§ **Directions for this task**
Count the lines in the data below that contain the string "bowl", treating case as significant. Reply with the number alone.

§ **Record excerpts**
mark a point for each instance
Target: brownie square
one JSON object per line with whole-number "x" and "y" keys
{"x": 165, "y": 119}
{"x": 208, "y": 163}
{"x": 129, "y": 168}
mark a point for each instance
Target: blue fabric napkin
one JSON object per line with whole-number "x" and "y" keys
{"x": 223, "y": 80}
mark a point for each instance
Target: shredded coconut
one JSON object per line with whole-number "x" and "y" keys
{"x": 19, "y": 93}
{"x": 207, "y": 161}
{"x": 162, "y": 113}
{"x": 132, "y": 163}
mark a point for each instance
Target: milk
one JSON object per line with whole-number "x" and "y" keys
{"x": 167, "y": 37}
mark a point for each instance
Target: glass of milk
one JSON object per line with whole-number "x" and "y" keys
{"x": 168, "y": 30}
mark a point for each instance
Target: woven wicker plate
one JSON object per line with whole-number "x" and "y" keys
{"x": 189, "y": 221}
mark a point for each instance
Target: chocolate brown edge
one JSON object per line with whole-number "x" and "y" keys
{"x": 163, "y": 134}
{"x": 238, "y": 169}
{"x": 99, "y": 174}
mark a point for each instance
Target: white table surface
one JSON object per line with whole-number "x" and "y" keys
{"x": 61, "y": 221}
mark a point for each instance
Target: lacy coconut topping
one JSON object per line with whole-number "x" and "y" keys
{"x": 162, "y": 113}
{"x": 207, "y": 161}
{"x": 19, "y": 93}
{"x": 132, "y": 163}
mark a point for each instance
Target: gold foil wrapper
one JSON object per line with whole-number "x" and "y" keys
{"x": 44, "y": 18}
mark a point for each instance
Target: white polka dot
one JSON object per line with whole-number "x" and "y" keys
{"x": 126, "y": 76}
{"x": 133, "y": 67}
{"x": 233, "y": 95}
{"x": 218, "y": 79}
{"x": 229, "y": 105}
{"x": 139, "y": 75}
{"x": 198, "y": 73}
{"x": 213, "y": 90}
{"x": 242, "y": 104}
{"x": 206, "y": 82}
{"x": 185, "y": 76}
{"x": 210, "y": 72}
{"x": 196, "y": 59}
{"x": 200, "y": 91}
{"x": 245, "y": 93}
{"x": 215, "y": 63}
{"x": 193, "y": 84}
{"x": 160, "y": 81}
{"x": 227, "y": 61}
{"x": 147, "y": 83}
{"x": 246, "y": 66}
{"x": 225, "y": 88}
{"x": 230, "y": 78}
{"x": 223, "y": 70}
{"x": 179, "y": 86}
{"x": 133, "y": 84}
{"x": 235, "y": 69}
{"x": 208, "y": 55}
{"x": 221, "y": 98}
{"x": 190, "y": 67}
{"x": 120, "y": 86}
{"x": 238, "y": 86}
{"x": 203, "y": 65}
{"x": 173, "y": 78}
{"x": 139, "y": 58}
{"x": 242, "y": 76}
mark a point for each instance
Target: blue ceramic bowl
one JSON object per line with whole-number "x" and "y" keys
...
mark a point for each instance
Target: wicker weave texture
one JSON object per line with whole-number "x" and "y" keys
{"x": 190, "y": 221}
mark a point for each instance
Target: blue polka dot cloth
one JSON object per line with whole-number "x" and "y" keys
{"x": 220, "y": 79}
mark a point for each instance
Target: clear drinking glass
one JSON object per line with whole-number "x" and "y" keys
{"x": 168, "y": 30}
...
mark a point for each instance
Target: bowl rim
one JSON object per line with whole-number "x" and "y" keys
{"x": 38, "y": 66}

§ **In response**
2